RECORDS SHOWN >>
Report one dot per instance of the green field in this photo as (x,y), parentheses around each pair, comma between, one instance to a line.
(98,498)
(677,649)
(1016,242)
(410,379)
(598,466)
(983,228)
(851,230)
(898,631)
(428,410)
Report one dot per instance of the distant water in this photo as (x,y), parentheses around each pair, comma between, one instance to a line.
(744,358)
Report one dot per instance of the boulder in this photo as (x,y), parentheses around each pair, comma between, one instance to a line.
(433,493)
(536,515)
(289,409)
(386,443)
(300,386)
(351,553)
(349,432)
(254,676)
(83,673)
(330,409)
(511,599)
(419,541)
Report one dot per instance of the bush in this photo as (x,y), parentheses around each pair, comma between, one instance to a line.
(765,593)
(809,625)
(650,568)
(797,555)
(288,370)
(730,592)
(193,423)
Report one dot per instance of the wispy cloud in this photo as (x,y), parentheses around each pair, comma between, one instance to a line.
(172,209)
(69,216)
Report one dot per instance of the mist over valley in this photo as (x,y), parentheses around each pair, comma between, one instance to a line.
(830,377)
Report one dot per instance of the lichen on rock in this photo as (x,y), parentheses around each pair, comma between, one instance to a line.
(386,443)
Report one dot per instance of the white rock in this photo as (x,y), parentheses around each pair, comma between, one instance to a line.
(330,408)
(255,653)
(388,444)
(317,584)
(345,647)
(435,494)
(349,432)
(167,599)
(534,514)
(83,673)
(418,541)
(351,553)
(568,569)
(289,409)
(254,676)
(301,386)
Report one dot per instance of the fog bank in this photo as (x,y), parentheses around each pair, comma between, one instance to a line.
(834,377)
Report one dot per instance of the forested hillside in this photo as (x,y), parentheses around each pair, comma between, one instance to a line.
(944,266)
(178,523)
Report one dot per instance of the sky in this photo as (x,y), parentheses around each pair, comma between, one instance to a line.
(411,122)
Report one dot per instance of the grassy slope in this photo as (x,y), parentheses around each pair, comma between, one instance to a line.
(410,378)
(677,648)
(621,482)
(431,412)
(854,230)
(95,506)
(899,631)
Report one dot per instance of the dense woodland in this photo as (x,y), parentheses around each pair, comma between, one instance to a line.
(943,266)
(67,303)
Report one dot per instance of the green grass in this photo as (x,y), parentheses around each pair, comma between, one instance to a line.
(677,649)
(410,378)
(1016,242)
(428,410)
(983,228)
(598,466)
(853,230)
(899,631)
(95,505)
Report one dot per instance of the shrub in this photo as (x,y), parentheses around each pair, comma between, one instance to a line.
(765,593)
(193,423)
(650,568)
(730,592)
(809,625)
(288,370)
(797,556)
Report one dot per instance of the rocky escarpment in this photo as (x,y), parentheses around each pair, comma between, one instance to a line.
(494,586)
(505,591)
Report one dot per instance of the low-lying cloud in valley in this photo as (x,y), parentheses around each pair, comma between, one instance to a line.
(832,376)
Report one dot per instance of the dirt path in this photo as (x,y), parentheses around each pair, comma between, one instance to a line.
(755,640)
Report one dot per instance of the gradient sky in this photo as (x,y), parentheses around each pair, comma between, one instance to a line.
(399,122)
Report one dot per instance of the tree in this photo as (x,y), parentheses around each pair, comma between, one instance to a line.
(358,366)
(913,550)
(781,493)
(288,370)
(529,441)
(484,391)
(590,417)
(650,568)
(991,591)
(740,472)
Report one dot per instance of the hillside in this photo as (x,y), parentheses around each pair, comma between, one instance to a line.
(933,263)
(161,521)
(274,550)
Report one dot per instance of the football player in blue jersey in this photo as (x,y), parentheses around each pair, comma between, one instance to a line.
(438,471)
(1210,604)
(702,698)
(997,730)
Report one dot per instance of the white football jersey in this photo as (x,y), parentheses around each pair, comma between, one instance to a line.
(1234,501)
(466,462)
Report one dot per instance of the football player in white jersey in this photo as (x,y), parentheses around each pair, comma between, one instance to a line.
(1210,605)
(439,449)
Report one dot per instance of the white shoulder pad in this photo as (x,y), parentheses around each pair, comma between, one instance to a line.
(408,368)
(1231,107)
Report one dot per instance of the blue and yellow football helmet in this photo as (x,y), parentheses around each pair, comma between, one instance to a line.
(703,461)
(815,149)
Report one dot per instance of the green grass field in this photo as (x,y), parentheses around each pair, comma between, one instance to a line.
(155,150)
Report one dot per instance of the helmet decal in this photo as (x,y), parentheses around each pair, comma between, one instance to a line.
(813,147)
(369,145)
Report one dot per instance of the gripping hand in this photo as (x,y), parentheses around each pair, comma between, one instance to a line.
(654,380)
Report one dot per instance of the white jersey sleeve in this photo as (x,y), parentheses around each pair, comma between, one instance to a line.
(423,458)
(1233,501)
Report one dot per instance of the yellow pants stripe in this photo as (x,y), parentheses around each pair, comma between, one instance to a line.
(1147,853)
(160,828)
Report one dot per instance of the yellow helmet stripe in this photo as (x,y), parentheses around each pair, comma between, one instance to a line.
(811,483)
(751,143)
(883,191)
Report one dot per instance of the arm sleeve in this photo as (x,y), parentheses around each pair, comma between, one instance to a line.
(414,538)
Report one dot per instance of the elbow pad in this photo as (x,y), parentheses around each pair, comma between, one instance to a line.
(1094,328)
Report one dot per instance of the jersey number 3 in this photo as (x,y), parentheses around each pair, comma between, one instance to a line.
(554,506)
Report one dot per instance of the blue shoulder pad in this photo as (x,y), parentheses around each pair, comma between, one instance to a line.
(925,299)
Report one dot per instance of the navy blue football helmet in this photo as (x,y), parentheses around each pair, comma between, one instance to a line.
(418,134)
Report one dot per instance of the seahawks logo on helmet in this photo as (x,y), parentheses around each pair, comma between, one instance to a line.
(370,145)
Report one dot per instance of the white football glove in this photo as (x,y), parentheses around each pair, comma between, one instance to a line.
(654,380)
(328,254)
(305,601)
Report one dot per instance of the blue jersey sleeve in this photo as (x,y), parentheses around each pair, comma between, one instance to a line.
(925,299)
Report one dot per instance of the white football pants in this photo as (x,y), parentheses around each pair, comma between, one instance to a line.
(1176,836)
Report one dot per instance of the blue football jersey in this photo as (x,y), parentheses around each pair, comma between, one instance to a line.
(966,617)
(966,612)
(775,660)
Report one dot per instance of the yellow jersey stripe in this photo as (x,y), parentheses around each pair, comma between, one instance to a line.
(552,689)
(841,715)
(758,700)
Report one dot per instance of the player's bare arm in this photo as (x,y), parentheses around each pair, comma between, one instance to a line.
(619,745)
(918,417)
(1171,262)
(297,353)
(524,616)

PROBLEM TO WORK ON >> All of the entries above need to be reproduced exactly.

ANSWER >>
Report one dot per instance of the green field in this photo as (x,y), parentheses around each pair, comma between, one instance to a line.
(98,498)
(677,649)
(1016,242)
(410,379)
(598,466)
(983,228)
(851,230)
(898,631)
(428,410)
Report one dot per instance of the distant water in this photo as (x,y), parentheses around each pair, comma between, one instance to a line.
(744,358)
Report one dot per instance of the boulder in this photo as (x,y), parentheses around each pair, comma between, one instance to a line.
(433,493)
(536,515)
(289,409)
(386,443)
(300,386)
(351,553)
(349,432)
(254,676)
(83,673)
(330,409)
(511,599)
(419,541)
Report one dot per instance of the bush in this photo as (x,y), parentheses around each pair, comma between, one instance to a line.
(765,593)
(809,625)
(650,568)
(797,555)
(288,370)
(730,592)
(193,423)
Report one dot per instance of the wispy cloud in this photo as (x,y), parentheses around each pair, comma between, one instance to a line.
(172,209)
(69,216)
Report one dot per instance of the mist over valley in this photo as (x,y), parentheses around each pair, comma between, one instance to a line.
(830,377)
Report one dot per instance of the lichen on rock in this photo as (x,y), parentheses around each pair, comma between, one instance to a line.
(386,443)
Report one dot per instance of the white rock in this photo as (x,y), parentheses around each pair, comma between, one instance to a line.
(330,408)
(255,653)
(388,444)
(317,584)
(345,647)
(435,494)
(349,432)
(167,599)
(534,514)
(83,673)
(418,541)
(351,553)
(568,569)
(289,409)
(254,676)
(301,386)
Report one dot per instance of the fog bank in this photo as (x,y), parentheses around each pair, comma between, one instance to a line.
(834,377)
Report one dot per instance of the forested hillside in this photo as (x,y), parentheses around each pair, comma between, one instance to a line.
(944,266)
(178,523)
Report one dot per instance of the sky in this photo as (x,y), parentheses around each pair, comma between, one instance to a line.
(411,122)
Report one dot per instance of the grassy slope in this photo as (x,y), parentheses around each pair, comma between, one instance to a line.
(410,378)
(677,648)
(621,482)
(431,412)
(854,230)
(95,506)
(899,631)
Report one dot per instance of the dense woodland in this photo as (x,y), parentheses around each pair, comma between, one instance to a line.
(943,266)
(67,303)
Report one dot per instance of the green grass in this photo as (x,y), parentheses around each pair, comma between, one instance to a line.
(677,649)
(410,378)
(1016,242)
(428,410)
(983,228)
(598,466)
(853,230)
(899,631)
(95,505)
Report one dot per instance of the shrub in this photo as (x,y), parentheses around each pair, comma between, one instance to a line.
(765,593)
(193,423)
(650,568)
(730,592)
(809,625)
(288,370)
(797,556)
Report one dot per instance of the rocky escarpment in this photo as (x,y), parentheses around each pair, comma between, one instance to a line.
(494,586)
(505,591)
Report one dot per instance of the low-lying cloud in valley in this photo as (x,y), parentheses around each pair, comma between, one instance to a line.
(832,376)
Report one dot per instance of the dirt path in this photo as (x,y), parentheses around each pair, comma between, one instance to a line.
(755,640)
Report one dot per instance of the gradient sky in this photo as (x,y), parentheses around each pair, comma between, one instance to a line.
(399,122)
Report one dot per instance of the tree in this photo as (x,y), parentheses around each pair, comma between, one instance to a line.
(358,366)
(913,550)
(781,493)
(288,370)
(529,441)
(484,391)
(590,417)
(650,568)
(991,591)
(740,472)
Report one dot per instance of the hillside in this photo as (x,y), parentheses around each pair, comma between, one instance to a line.
(933,263)
(161,521)
(274,550)
Report one dot per instance of the football player in blue jersey in this photo as (x,y), parentheses around each pair, comma between, one instance to a line.
(438,471)
(1210,604)
(702,698)
(997,730)
Report one dot per instance of the white football jersey in this photo as (x,y), parentheses around each pair, comma between, one instance to a line.
(1234,501)
(466,462)
Report one dot per instance of the football player in white jersey in this photo as (x,y), parentheses around each pair, comma between, one instance to a line.
(1210,605)
(439,449)
Report one dot per instance of the white shoulder pad in this photo as (x,y), parentheses around each pair, comma between, one instance to a line.
(408,368)
(1231,107)
Report one dot per instance of the blue and yellow football helmet in this photo as (x,y), parentheses around each pair, comma between, one instance to a line.
(703,461)
(815,149)
Report one dot per instance of the green grass field in this photo as (x,y), parentheses around each pair, comma between, one instance to a line.
(155,150)
Report one dot per instance of the helmet decal in this photo as (x,y), parentheses around each pair, comma between, one instance to a line.
(813,147)
(369,145)
Report one dot per instance of the gripping hand in this photo as (x,y), parentheses around each pair, comma between, one instance to a line.
(654,380)
Report one dot per instance of the white jersey sleeve in this photo as (x,y), parentheses around each pair, comma between, one instance to a line.
(423,458)
(1233,501)
Report one dot per instance of the yellow pants stripe in this photo as (x,y), parentheses around each pair, comma between, one instance to a line.
(1147,853)
(160,828)
Report one dot per instance of the yellow helmet stripe in this photo as (x,y), parentheses around each pair, comma between, one instance to a line.
(811,483)
(751,143)
(883,191)
Report one dot per instance of the arm sleeve in this photo as (x,y), parentheses around each pair, comma between, one instance to a line.
(414,538)
Report one dot per instance of the elbow pad in this photo as (x,y), parentheses around each pair, comma between, one instance to a line.
(1094,328)
Report one dot per instance of the jersey number 3 in this photo as (x,y), parentheses around each pair, comma between, one instance to a line.
(554,506)
Report one dot per instance of the blue shoulder pad in this photo as (x,y), parentheses around each pair, comma between, one instance to a line.
(925,299)
Report one dot per instance of the navy blue football helmet in this photo as (x,y), parentheses around each pair, comma between, one instance to a line.
(418,134)
Report one dot per instance of the seahawks logo on helmet in this photo as (x,y), parentheses around each pair, comma between, one instance to a line.
(370,145)
Report one dot per instance of the white football glove in this photo as (x,y), parentheses around each pair, comma between, one instance to a line.
(654,380)
(328,254)
(305,601)
Report one dot per instance of the blue jersey sleeve in this photo as (x,y), parentheses around each pair, comma between, one instance to a line.
(925,299)
Report one dot per instance of the white football pants in this photo as (x,y), parentheses around each pair, comma between, one instance to a line.
(1176,836)
Report one dot per instance of the blue football jersey in this photo as (x,y), parentheses around each pair, comma between, one instance to a line.
(966,617)
(966,612)
(775,660)
Report one dot per instance of the yellow jersey stripe in this photo as (x,y), parentheses around each pair, comma between, one instance to a line.
(552,689)
(841,715)
(758,700)
Report one dot per instance of the player's bare arm in this photo as (x,y), parentheses around each pair, comma between, one instance to a line.
(619,745)
(918,417)
(1171,262)
(297,353)
(524,616)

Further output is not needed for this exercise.